▶ TASK TO CARRY OUT: Collect every line in the entries below that contains the word "dark" and copy each one in full.
▼
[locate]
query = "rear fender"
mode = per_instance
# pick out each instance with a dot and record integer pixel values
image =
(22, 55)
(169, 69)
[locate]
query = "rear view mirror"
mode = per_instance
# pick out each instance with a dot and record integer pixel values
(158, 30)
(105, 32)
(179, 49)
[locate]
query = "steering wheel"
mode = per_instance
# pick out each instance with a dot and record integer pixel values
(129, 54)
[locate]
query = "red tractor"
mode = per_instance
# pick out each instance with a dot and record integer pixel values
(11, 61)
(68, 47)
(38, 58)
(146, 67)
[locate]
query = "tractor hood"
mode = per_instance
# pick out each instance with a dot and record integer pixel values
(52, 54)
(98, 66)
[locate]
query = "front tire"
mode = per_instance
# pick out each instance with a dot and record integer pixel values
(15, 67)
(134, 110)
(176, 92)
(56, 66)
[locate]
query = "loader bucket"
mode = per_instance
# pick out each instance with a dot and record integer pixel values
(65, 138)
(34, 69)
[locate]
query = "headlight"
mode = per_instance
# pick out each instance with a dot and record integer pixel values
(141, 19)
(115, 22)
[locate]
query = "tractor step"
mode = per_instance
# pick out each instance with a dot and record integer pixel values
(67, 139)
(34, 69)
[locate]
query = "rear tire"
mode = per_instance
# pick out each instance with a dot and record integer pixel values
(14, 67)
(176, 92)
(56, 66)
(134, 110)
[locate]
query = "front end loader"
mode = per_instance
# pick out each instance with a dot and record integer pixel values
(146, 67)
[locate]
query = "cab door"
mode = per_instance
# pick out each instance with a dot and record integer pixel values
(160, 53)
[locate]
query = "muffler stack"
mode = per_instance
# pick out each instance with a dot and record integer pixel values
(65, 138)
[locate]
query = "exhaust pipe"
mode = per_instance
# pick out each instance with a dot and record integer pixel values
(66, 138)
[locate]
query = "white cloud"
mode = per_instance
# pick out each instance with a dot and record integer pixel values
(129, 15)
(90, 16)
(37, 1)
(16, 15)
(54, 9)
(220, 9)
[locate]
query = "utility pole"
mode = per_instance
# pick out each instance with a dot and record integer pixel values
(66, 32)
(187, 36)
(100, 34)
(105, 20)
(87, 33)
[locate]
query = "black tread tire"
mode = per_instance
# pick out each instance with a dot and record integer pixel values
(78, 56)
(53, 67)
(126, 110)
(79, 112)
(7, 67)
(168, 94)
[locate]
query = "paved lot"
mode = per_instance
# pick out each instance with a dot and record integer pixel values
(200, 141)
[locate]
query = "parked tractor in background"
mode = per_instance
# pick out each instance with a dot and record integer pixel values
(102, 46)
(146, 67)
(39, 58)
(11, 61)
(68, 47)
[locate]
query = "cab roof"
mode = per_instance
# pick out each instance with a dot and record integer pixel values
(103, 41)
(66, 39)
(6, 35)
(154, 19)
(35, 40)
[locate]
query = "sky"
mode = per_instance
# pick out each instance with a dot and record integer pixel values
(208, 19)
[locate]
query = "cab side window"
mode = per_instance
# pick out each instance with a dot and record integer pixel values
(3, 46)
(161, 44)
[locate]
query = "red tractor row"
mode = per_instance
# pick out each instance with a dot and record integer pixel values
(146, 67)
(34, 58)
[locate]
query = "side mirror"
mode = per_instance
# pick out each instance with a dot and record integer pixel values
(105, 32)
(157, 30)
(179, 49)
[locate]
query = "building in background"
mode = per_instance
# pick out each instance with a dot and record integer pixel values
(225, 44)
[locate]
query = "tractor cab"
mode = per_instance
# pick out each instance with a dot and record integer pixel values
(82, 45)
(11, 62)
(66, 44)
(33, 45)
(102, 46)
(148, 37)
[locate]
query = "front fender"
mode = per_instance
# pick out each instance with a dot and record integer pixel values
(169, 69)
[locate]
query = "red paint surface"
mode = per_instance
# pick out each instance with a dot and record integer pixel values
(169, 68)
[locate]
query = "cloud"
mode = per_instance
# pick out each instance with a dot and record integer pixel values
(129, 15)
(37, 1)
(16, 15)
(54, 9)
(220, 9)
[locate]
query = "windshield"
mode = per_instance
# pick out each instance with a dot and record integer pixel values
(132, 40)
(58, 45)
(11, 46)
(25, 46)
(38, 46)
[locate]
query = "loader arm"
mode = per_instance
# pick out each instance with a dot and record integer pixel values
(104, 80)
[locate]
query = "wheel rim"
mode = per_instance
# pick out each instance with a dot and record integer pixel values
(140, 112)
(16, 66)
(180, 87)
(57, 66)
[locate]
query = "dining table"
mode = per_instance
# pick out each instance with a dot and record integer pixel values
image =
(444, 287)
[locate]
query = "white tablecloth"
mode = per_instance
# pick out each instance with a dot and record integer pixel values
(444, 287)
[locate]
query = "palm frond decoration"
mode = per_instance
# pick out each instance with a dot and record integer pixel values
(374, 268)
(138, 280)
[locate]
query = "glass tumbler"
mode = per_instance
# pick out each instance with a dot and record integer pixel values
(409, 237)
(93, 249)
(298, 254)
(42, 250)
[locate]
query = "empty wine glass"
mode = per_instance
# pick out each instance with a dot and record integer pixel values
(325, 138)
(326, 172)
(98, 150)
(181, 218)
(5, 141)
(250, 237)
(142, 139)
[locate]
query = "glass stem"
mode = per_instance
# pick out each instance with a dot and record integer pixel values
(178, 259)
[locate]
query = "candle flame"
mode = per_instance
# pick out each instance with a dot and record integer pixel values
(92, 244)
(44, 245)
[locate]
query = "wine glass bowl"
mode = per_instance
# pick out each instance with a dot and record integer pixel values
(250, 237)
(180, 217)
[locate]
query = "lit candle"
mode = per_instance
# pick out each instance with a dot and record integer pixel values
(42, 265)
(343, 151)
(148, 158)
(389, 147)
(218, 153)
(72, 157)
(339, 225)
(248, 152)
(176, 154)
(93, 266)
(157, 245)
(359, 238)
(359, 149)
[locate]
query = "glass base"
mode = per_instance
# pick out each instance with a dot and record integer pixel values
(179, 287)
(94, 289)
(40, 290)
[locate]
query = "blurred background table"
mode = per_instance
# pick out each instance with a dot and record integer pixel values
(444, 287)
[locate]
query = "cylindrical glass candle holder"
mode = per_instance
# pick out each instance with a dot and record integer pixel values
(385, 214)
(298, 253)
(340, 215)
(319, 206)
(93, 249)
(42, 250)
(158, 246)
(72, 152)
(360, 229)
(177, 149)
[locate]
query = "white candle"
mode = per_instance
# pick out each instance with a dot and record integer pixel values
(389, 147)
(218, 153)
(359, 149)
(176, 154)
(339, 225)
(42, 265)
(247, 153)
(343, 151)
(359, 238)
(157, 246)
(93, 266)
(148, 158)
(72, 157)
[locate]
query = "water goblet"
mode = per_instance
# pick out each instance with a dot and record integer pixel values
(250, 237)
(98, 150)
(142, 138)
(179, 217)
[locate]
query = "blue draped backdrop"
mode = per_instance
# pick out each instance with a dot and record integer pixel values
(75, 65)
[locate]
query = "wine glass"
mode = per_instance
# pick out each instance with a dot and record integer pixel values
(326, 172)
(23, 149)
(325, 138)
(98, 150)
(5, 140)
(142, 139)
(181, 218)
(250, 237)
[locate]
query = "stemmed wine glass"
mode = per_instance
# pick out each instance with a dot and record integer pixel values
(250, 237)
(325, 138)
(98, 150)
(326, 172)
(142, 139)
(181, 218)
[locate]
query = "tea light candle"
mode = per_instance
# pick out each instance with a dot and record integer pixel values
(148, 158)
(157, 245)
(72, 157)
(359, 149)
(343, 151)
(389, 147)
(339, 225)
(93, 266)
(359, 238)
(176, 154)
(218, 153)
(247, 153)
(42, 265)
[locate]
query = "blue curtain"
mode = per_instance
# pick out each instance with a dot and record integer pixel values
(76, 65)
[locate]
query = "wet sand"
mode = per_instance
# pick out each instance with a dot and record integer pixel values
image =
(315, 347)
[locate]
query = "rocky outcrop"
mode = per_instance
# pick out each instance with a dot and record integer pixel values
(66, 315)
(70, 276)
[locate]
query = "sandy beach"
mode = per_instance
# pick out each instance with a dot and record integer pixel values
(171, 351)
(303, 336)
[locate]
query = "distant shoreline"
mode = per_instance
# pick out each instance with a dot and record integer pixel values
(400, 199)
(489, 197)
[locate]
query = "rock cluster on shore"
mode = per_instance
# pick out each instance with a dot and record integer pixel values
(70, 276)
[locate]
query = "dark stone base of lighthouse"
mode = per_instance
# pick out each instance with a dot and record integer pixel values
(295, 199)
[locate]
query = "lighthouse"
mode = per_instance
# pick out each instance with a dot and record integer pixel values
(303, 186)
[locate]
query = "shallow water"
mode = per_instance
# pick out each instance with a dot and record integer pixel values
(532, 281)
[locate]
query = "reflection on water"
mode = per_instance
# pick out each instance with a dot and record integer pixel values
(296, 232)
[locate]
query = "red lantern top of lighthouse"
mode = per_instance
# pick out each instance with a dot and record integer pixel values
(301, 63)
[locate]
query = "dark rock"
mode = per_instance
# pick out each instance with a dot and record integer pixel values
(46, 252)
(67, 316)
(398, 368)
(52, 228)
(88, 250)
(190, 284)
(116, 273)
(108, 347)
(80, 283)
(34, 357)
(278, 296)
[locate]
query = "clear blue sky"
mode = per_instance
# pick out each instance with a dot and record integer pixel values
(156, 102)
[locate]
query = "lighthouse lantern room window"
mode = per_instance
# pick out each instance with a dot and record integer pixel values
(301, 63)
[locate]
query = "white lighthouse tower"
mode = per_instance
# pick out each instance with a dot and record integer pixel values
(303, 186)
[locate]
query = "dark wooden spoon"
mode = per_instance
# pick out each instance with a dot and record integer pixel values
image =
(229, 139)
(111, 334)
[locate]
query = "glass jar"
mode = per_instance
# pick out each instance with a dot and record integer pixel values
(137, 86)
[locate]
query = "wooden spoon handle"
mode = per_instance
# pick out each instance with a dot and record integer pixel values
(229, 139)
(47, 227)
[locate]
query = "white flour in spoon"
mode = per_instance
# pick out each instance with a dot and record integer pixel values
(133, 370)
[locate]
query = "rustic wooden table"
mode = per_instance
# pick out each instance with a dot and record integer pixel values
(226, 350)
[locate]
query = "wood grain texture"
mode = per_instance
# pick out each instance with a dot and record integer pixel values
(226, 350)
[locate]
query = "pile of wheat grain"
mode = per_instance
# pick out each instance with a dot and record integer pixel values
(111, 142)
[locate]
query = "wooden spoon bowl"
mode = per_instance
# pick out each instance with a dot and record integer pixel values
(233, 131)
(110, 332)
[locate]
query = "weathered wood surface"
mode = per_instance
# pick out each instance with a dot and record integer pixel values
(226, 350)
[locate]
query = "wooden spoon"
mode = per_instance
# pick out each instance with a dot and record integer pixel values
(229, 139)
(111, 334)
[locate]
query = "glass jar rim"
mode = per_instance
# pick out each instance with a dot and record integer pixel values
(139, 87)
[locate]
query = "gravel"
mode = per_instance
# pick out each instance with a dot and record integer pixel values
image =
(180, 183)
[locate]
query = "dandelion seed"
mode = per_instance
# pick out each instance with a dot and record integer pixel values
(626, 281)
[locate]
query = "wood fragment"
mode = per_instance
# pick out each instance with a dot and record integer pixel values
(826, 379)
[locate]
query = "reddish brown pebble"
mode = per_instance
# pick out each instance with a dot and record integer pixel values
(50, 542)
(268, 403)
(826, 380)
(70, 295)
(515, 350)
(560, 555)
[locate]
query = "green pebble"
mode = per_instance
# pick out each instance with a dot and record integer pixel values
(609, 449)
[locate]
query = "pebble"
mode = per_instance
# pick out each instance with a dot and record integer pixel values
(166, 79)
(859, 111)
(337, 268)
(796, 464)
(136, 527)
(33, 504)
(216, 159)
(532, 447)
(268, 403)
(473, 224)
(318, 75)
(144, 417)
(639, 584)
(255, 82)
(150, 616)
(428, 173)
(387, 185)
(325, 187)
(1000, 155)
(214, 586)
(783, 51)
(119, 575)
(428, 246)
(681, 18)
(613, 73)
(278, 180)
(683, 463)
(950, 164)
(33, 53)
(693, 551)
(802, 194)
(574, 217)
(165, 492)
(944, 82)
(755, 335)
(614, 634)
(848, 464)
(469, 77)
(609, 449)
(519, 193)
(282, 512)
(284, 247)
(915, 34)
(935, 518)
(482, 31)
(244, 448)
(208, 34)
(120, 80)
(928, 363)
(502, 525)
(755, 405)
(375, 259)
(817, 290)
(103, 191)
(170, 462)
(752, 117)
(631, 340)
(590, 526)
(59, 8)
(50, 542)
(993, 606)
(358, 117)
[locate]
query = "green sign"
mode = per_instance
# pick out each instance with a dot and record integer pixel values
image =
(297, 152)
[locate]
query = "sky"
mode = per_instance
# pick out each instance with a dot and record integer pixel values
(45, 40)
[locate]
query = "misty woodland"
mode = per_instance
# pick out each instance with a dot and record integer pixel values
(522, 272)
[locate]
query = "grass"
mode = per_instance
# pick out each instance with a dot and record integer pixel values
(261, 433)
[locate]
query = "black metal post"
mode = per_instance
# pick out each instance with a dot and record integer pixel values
▲
▶ THE ANSWER:
query = "dark stone base of lighthouse"
query = "dark rock"
query = "dark wooden spoon"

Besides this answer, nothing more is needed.